[TASK TO CARRY OUT]:
Reproduce, character for character, the part of the listing below that starts with the line containing "QA pass: verify" and ends with the line containing "326;109;382;259", including both of those lines.

[DATA LINES]:
▬▬▬▬▬▬▬▬▬▬
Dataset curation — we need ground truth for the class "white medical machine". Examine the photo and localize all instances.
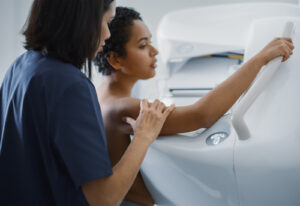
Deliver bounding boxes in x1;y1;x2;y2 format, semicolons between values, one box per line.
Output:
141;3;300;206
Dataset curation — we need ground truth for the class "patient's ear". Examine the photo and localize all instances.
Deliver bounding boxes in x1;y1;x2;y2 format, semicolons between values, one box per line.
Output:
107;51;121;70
▬▬▬▬▬▬▬▬▬▬
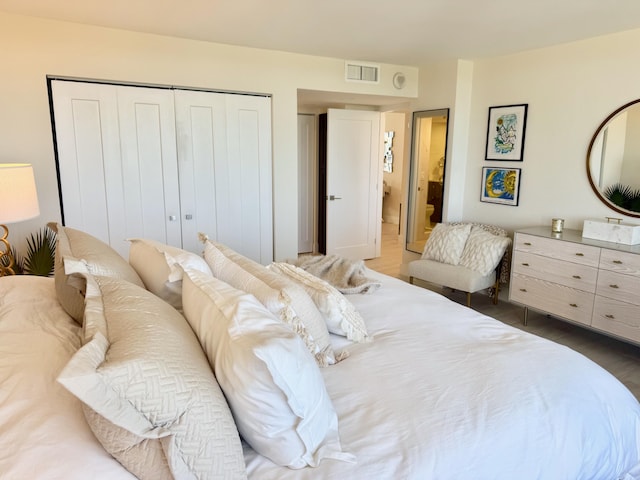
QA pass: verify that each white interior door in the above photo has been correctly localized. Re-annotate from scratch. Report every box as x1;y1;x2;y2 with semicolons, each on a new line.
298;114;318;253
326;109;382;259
▬▬▬▬▬▬▬▬▬▬
[RESULT OF THIS EXERCISE]:
QA pass: verify that each white interior door in the above photo has been correctly localized. Re-annotate from scratch. Report every box as x1;y1;x2;y2 with semicolons, each on a new line.
298;114;318;253
326;109;382;259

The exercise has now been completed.